The Trustee shall follow all such instructions received in a
timely manner from Participants, Inactive Participants and
Former Participants (or their Beneficiaries) in the same manner
and in the same proportion as provided in Sections 6.09(a)
through (f) hereof. With respect to any further offer for any
Exxon Stock received by the Trustee and subject to any earlier
offer (including successive offers from one or more existing
offerors), the Trustee shall act in the same manner as
described above in this Section 6.09(g).
6.10 Effective November 1, 1994 and except as otherwise expressly
provided in the Plan or the Trust, the Trustee shall not sell, alienate,
encumber, pledge, transfer or otherwise dispose of or tender or withdraw, any
shares of Company Stock held by it under Plan. Except as otherwise provided in
Section 6.10(c), all tender or exchange decisions with respect to Company Stock
shall be made by the Trustee only as directed by the Participants, Inactive
Participants and Former Participants (or their Beneficiaries) who have shares
of Company Stock allocated to their Accounts in the Company Stock Fund, acting
in their capacity as named fiduciaries (within the meaning of section 402 of
ERISA), in accordance with the following provisions of this Section 6.10. For
purposes of this Section 6.10, the number of shares of Company Stock credited
to Accounts in the Company Stock Fund shall be determined as of the most recent
Valuation Date for which information is readily available.

- Brief 1: Rewrite the plan excerpt starting with "The Trustee shall follow" and going on through "in Sections 6.09(a)", changing "timely" to "prompt".
The plan excerpt above and the entries after it are separate, unrelated material.

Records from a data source
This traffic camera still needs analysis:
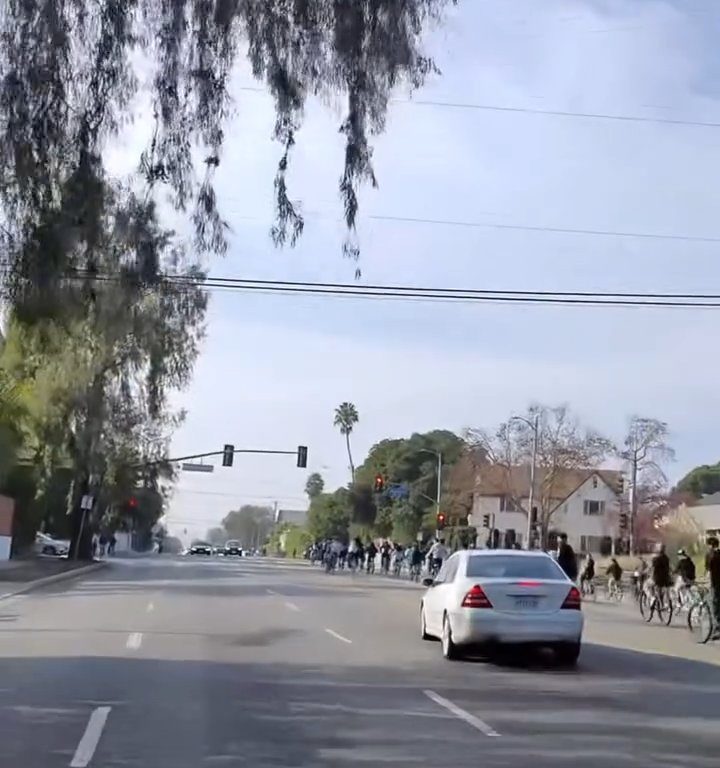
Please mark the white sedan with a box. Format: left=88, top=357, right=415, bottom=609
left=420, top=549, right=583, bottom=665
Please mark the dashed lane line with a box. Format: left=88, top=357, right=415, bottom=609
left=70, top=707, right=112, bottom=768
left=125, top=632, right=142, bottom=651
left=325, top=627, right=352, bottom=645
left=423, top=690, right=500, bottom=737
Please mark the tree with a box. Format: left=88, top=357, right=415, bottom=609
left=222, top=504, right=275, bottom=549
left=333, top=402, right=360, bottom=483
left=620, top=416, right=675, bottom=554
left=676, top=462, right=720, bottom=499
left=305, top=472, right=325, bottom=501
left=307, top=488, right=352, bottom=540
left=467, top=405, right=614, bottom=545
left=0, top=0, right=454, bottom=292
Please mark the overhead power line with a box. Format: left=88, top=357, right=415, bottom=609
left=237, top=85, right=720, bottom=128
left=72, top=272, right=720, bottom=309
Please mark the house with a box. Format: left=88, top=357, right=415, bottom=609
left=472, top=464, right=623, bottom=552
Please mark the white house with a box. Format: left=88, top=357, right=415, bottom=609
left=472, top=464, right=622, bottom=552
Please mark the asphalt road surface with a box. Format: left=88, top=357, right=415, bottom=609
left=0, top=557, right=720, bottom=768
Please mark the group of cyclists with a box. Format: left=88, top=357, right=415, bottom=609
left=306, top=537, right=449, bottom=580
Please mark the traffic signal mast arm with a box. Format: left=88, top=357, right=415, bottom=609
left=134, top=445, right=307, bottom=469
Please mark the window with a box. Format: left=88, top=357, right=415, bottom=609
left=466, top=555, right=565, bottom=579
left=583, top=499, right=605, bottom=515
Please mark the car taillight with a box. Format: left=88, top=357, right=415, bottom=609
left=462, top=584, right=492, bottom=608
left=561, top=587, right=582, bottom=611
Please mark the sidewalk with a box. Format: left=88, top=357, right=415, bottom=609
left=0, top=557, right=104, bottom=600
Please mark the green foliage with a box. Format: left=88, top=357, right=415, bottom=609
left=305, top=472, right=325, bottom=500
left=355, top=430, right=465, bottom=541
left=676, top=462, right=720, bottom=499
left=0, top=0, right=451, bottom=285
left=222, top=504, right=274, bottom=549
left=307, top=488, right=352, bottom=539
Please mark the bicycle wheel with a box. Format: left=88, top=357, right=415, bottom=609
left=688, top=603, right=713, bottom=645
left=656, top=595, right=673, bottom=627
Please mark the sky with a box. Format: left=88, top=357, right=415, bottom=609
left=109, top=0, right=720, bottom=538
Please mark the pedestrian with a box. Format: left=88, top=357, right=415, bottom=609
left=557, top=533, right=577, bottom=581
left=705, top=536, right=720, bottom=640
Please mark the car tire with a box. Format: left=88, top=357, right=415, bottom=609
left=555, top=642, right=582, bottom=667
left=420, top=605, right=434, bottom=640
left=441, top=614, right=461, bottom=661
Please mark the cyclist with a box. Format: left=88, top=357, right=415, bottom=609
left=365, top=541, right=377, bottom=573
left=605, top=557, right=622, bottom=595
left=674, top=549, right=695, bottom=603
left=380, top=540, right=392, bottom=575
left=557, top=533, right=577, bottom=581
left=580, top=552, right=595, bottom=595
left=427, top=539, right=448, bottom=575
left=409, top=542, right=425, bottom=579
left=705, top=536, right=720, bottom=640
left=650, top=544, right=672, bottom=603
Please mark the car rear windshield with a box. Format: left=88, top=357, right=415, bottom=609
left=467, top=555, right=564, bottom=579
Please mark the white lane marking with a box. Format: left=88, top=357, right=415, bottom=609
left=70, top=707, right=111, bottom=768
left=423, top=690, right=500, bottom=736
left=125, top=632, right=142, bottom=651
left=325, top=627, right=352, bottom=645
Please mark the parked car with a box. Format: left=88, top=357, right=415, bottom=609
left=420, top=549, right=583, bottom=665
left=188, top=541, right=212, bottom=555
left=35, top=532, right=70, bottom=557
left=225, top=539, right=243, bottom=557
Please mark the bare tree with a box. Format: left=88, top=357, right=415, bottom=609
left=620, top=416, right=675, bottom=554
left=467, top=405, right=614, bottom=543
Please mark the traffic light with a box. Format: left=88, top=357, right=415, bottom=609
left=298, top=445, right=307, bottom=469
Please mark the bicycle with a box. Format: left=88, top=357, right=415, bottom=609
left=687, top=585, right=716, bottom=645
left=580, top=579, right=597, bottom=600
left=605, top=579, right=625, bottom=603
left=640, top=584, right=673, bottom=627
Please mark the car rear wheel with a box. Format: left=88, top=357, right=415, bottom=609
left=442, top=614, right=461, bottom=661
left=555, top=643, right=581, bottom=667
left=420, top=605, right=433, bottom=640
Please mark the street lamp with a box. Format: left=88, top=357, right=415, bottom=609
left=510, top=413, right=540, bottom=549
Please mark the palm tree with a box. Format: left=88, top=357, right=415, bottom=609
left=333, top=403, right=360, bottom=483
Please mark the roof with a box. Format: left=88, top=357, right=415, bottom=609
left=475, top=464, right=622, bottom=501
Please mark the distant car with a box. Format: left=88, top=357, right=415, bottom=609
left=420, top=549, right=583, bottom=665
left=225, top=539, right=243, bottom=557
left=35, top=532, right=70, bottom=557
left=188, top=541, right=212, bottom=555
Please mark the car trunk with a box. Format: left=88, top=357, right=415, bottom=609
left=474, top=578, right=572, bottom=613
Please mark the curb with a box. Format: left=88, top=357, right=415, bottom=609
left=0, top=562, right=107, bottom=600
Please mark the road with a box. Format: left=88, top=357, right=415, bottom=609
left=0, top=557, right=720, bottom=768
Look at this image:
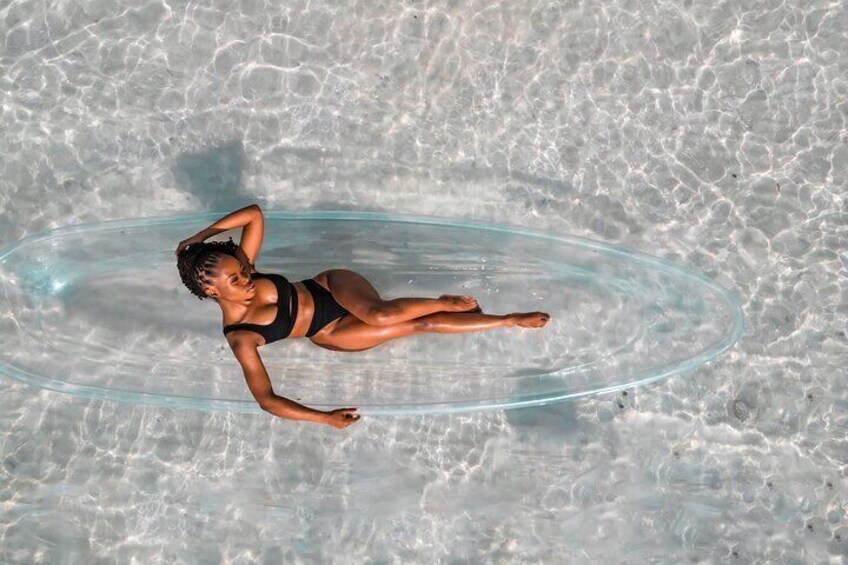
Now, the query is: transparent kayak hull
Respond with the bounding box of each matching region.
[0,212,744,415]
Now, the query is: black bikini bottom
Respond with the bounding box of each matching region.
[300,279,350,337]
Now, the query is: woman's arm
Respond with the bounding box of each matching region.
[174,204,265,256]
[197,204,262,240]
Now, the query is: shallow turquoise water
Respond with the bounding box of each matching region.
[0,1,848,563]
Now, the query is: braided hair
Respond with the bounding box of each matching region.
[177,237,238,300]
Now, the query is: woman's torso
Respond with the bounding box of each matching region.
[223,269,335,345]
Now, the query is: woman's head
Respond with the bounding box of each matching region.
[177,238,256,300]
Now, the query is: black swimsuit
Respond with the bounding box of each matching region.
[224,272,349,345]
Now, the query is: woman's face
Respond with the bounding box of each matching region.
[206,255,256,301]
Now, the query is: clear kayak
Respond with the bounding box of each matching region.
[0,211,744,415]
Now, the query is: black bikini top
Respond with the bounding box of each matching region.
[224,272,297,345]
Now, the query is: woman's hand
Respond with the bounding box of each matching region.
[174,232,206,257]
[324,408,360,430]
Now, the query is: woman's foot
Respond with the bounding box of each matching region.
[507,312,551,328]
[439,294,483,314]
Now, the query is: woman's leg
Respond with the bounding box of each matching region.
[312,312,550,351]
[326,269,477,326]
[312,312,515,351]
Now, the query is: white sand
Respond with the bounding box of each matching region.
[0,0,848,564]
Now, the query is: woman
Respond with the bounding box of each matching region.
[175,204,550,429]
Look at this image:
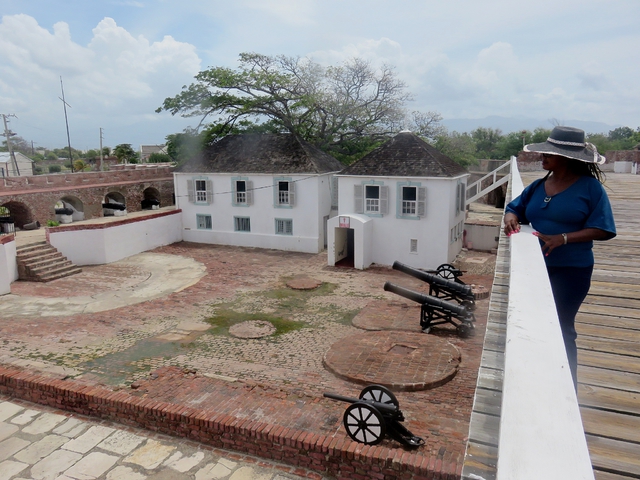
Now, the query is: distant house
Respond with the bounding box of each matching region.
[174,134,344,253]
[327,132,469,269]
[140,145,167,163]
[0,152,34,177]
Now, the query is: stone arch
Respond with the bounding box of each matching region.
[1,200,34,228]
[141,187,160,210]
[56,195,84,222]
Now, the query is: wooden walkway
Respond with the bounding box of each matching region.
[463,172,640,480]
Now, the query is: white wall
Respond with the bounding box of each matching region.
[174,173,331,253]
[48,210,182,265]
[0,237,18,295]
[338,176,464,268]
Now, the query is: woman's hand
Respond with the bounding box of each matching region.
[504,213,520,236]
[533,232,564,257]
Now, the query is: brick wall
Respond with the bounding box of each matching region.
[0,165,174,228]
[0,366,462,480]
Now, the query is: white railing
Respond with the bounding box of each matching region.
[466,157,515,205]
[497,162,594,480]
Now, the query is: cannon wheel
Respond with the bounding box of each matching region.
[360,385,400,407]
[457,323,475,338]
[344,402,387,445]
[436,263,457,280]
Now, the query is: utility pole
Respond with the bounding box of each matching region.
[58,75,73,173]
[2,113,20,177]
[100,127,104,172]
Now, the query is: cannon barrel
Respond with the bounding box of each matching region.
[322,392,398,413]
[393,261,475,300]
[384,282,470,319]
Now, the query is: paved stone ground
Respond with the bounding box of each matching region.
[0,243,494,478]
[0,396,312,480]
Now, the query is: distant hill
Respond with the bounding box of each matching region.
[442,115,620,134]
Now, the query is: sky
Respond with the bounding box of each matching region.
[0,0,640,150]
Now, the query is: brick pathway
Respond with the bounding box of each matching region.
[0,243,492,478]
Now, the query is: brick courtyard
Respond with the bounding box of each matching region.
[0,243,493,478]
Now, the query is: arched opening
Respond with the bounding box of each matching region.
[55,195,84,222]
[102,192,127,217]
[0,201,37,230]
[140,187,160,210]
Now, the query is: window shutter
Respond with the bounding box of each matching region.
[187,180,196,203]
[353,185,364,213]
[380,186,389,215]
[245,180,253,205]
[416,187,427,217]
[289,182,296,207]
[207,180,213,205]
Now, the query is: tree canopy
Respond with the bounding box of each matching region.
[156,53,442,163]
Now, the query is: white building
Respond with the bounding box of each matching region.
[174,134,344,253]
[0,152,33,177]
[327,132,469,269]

- Brief 2: From the entries, repeat without any change the lines starting with the line with "Please mark the dashed" and going on through the line with "left=423, top=690, right=500, bottom=737".

- Full answer 1:
The Trustee shall follow all such instructions received in a
prompt manner from Participants, Inactive Participants and
Former Participants (or their Beneficiaries) in the same manner
and in the same proportion as provided in Sections 6.09(a)

- Full answer 2:
Please mark the dashed lane line with a box. Format: left=88, top=357, right=415, bottom=609
left=70, top=707, right=112, bottom=768
left=125, top=632, right=142, bottom=651
left=325, top=627, right=352, bottom=645
left=423, top=690, right=500, bottom=737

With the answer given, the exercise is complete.